Exercises —
A: From the opening sentence of the text about theriodonts, list every group it says the theriodonts include, counting the groups included within eutheriodonts.
B: Carry the text about theriodonts forward from its final sentence.

Reading passage —
=======
The theriodonts (clade Theriodontia) are a major group of therapsids which appeared during the Middle Permian and which includes the gorgonopsians and the eutheriodonts, itself including the therocephalians and the cynodonts.

Naming
In 1876, Richard Owen named a suborder Theriodontia, which he divided into the Cynodontia and the Gomphodontia.

The modern clade concept was devised by James Allen Hopson. In his system, Theriodontia fall into two main groups: the Gorgonopsia and the Eutheriodontia. The latter consist of the Therocephalia and Cynodontia.

Evolution
Theriodonts appeared at the same time as their sister group within the Neotherapsida, the Anomodontia, about 270 million years ago, in the Middle Permian. Even these early theriodonts were more mammal-like than their anomodont and dinocephalian contemporaries.

Early theriodonts may have been warm-blooded. Early forms were carnivorous, but several later groups became herbivorous during the Triassic. Theriodont jaws were more mammal-like than was the case of other therapsids, because their dentary was larger, which gave them more efficient chewing ability. Furthermore, several other bones that were on the lower jaw (found in reptiles), moved into the ears, allowing the theriodonts to hear better and their mouths to open wider. This made the theriodonts the most successful group of synapsids.

Eutheriodontia
Eutheriodontia refers to all theriodonts except the gorgonopsians (the most "primitive" group). They included the therocephalians and the cynodonts. The cynodonts include the mammals. The eutheriodonts have larger skulls, accommodating larger brains and improved jaw muscles.
=======
Given entries —
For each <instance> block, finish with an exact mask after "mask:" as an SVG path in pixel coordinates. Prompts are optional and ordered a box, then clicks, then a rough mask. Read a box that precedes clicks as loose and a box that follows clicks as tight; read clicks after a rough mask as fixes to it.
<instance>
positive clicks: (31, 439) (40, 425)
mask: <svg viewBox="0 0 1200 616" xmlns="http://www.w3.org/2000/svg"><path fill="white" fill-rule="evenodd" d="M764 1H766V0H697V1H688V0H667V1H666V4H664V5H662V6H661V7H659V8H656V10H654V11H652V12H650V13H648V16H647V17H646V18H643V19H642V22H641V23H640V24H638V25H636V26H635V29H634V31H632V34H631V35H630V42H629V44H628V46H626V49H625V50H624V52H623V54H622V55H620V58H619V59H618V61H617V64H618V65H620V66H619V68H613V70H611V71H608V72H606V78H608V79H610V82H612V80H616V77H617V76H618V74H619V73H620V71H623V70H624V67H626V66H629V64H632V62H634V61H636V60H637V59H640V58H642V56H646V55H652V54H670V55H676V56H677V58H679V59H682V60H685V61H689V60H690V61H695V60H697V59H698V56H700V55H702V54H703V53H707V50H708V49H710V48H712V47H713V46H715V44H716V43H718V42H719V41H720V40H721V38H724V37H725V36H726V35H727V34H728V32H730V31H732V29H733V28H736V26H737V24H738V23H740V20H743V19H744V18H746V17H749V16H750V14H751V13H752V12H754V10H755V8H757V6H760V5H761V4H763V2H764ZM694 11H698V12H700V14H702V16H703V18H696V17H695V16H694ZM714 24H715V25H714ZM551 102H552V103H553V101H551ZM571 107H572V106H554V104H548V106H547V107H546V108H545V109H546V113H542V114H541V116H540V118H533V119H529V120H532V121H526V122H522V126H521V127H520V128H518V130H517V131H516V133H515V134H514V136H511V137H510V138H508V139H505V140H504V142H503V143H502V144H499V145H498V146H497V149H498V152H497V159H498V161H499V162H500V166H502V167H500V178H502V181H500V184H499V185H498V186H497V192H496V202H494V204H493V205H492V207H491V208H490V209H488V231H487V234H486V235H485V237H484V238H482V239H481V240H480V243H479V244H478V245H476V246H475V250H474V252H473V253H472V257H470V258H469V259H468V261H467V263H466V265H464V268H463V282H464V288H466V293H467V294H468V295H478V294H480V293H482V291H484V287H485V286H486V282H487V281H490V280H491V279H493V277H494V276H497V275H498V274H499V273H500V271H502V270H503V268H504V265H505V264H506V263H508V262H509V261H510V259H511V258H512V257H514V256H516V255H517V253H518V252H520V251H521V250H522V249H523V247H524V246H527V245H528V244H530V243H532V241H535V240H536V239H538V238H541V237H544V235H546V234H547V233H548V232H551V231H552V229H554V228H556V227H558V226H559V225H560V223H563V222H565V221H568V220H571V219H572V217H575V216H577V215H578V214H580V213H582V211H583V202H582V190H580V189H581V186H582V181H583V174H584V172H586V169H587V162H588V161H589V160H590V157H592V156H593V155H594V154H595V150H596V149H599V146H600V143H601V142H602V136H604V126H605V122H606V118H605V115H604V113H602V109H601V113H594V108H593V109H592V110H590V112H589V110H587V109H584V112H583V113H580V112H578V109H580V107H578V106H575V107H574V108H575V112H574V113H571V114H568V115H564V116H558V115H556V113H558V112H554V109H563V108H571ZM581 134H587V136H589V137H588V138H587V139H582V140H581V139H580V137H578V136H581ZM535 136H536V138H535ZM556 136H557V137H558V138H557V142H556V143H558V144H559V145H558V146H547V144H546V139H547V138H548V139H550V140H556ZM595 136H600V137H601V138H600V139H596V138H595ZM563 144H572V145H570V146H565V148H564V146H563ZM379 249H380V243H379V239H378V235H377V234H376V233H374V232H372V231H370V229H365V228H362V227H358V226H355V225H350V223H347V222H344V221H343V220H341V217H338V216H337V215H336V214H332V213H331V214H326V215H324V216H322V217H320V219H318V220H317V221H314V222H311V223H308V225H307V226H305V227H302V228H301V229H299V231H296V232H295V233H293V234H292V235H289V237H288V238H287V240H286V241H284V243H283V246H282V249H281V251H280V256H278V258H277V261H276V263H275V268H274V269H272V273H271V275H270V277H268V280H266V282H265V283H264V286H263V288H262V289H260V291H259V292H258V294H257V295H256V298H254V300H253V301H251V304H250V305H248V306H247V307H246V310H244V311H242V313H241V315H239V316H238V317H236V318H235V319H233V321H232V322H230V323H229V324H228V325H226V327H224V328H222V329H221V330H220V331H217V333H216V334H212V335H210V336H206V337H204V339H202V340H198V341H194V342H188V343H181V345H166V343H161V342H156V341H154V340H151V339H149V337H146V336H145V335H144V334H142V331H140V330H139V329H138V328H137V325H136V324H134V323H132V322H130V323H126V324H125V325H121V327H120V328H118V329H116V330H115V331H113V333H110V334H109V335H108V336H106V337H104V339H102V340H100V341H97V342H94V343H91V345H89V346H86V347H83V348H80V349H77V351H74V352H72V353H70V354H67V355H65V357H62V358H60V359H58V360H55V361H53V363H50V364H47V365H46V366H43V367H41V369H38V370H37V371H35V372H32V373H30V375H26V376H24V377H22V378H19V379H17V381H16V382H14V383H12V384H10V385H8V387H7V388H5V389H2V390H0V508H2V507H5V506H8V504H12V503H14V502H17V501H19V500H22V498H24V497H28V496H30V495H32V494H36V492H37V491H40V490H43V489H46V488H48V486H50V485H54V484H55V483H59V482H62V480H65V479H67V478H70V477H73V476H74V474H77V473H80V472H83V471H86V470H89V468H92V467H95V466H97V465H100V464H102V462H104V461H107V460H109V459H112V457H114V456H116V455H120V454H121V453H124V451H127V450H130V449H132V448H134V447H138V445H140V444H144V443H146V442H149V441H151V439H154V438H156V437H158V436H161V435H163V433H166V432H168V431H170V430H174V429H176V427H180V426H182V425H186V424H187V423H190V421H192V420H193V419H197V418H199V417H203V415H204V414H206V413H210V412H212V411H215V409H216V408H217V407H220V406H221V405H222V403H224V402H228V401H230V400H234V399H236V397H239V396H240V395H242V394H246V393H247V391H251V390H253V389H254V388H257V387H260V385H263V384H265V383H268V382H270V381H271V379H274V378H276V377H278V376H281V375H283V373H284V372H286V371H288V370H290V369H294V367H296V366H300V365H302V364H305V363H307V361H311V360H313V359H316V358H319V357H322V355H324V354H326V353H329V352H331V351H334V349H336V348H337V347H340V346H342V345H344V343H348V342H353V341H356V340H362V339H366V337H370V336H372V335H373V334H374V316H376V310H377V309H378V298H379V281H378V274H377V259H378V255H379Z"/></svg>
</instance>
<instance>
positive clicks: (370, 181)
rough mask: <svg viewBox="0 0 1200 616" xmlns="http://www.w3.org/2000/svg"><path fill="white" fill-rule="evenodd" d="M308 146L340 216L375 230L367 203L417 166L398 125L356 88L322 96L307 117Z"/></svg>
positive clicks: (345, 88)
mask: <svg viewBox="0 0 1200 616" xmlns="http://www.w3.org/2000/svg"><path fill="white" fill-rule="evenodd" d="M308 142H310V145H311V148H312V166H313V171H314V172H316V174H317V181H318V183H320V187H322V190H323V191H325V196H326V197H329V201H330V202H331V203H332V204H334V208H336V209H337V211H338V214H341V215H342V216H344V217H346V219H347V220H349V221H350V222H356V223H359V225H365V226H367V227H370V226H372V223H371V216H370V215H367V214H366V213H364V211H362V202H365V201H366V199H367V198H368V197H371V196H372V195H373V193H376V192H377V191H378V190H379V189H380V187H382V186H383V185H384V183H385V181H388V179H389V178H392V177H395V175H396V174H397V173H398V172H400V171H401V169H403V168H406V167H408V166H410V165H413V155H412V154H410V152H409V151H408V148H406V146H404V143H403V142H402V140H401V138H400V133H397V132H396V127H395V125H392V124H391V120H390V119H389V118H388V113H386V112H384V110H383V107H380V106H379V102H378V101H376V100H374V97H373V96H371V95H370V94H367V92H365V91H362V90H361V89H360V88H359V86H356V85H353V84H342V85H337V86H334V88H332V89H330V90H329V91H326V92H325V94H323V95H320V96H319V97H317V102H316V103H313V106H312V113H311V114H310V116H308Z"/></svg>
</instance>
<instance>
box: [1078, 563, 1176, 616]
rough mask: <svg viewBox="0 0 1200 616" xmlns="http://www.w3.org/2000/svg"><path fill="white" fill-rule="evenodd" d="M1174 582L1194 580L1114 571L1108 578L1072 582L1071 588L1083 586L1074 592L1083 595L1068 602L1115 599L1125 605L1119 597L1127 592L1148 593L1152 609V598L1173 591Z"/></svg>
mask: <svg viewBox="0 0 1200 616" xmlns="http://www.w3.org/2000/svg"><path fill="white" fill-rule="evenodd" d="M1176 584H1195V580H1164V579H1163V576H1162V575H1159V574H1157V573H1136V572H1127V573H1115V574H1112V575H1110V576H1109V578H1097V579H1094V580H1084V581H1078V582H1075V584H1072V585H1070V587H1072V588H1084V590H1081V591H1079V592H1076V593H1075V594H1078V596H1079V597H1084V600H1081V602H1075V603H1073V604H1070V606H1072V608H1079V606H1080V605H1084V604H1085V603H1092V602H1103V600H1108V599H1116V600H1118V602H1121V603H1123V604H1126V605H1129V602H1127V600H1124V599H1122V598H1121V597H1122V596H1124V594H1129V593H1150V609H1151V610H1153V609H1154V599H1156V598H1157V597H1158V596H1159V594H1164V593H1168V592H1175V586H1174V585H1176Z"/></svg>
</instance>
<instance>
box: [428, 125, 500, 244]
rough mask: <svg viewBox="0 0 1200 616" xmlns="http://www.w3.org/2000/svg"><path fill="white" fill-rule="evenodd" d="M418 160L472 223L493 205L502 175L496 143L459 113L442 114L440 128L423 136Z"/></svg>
=======
Answers by task —
A: gorgonopsians, eutheriodonts, therocephalians, cynodonts

B:
The eutheriodontian theriodonts are one of the two synapsid survivors of the great Permian–Triassic extinction event, the other being the dicynodonts. Therocephalians included both carnivorous and herbivorous forms; both died out after the Early Triassic. The remaining theriodonts, the cynodonts, also included carnivores, such as Cynognathus, as well as newly evolved herbivores (Traversodontidae). While traversodontids for the most part remained medium-sized to reasonably large (the length of the largest species was up to two meters), the carnivorous forms became progressively smaller as the Triassic progressed. They "miniaturised". By the Late Triassic, the small cynodonts included the rodent-like Tritylodontidae (possibly related to or descended from traversodontids), and the tiny, shrew-like, Trithelodontidae, related to the Mammaliaformes. The trithelodontids died out during the Jurassic, and the tritylodontids survived into the Cretaceous, but their relatives, the mammals, continued to evolve. Many mammal groups managed to survive the Cretaceous–Paleogene extinction event, which wiped out the non-avian dinosaurs, allowing the mammals to diversify and dominate the Earth.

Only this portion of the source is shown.